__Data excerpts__
_____

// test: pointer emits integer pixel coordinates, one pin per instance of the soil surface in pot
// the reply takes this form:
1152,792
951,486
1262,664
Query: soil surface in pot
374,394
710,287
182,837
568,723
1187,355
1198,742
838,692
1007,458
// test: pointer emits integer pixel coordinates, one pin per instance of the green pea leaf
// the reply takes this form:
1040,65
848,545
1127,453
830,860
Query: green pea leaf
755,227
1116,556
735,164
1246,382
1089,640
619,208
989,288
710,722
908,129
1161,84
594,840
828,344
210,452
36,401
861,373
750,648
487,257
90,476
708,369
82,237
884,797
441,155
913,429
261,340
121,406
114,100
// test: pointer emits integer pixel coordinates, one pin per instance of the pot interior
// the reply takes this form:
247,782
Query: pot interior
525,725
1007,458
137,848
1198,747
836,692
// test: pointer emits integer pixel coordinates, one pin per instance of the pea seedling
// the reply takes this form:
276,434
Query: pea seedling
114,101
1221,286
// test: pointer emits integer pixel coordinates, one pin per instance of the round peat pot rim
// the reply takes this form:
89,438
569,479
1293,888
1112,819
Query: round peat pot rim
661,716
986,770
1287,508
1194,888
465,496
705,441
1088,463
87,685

_____

__WORK REQUIRED__
Your task is to write out every record exactly.

__PROBLEM SOLUTION__
// test: pointer emits integer pixel coordinates, one pin per instance of the soil surface in pot
// the reply takes this form:
1152,792
951,486
1262,664
Query: soil surface in pot
374,394
710,287
182,837
568,723
1187,355
1198,742
838,692
1007,458
// test: pointer emits integer pixel coordinates, one pin per instance of the green pea leaf
// the reply takes this form:
1040,65
848,545
1127,453
830,860
Query: green pea leaf
755,227
1116,556
735,164
1246,382
1089,640
619,208
989,288
710,722
908,129
1161,84
594,840
828,344
210,452
36,401
861,373
750,648
487,257
90,476
708,369
82,237
884,797
441,155
913,429
261,340
121,406
114,100
// test: pointer emits integer pixel coordinates, one pin per instance of the pot interior
// the reply takes this form:
247,782
Query: pot interior
525,725
1007,458
137,848
1198,747
836,692
// test: pointer emits integer pixel coordinates, one pin per instance of the pea seedling
// the reply takes this form:
276,434
Query: pea seedling
114,101
1221,286
// test: pointer emits integer pixel coordinates, one pin per instance of the round peat pot rim
// the reply takes this form:
89,438
569,479
1293,888
1112,819
Query: round peat pot rim
661,716
986,770
1287,508
1194,888
465,496
705,441
1088,463
87,685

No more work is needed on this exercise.